Reading passage:
## START
This recalled for me a passage in some ways its opposite, written by an author very different from Garner, the late Hilary Mantel. When Mantel was seven, she sensed something evil in a garden. How, she was not sure. “There is nothing to see. There is nothing to smell. There is nothing to hear. But its motion, its insolent shift, makes my stomach heave … It is as high as a child of two. Its depth is a foot, fifteen inches. The air stirs around it, invisibly. I am cold, and rinsed by nausea. I cannot move … I beg it, stay away, stay away.”
One passage seems to be about good, the other about evil. Both events are described with forceful language; these are experiences that mark a person, that return later in other forms. You can attempt to categorise them – as religious, or supernatural, or as psychological sublimations – but the categories fall short. What binds them together is that they are descriptions of events and feelings ultimately irreducible.
Australians are not good, mostly, at acknowledging the irreducible. I had coffee, recently, with a man writing something interesting about politics and religion, and he asked me how I thought Australians felt about these issues. “Embarrassed,” I said, at least in terms of how we speak about them, which in turn is part of a larger reluctance to appear too earnest. We took this from the British, and then (as usual) took it further. I suspect this has something to do with the shabby way in which we treat the arts, too: we are hopelessly sheepish when it comes to the ineffable.
And yet it is part of life and cannot be extinguished. So where does the irreducible go, in politics? Not into religion, which, when it enters political discussion, is these days almost completely reduced to a discussion of rules, specifically who can still discriminate and who can be discriminated against. The most remarkable thing about the Essendon saga, in which Andrew Thorburn was CEO for a day or two before resigning after revelations about a church he chaired, was how tinny it finally felt. There were attempts to make it about big questions of human rights, but as a friend of mine remarked: what, the human right to be a CEO?
It does not surprise me that the above descriptions come from writers. Many say they do not know what they will write until they write it. They step into the dark, believing not only that they will find their path but that this is the only way it can be found. It is an exercise in faith.
## END
Available data:
## START
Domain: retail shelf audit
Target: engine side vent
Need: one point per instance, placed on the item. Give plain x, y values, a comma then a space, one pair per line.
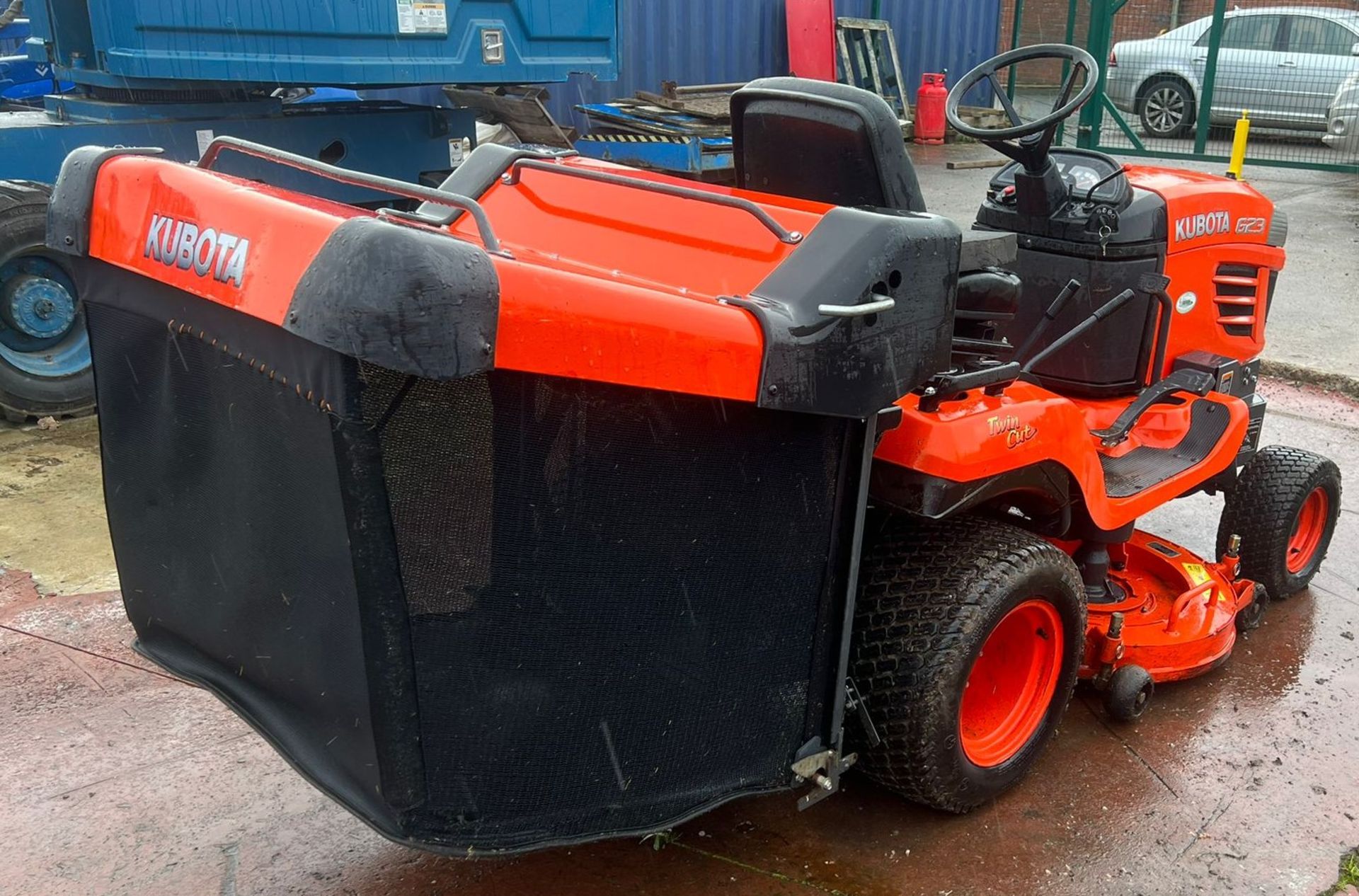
## END
Directions for this task:
Decide whether each statement agrees with the essay, and answer yes or no, quoting the deciding words: (a) Mantel was seven years old when she sensed something evil in a garden. (b) The essay says Australians acquired their reluctance to appear too earnest from the Americans. (c) Andrew Thorburn served as CEO for several years before resigning. Draw only on the essay, not on the data.

Solution for this exercise:
(a) Yes: "When Mantel was seven, she sensed something evil in a garden."
(b) No: "We took this from the British, and then (as usual) took it further."
(c) No: "Andrew Thorburn was CEO for a day or two before resigning after revelations about a church he chaired"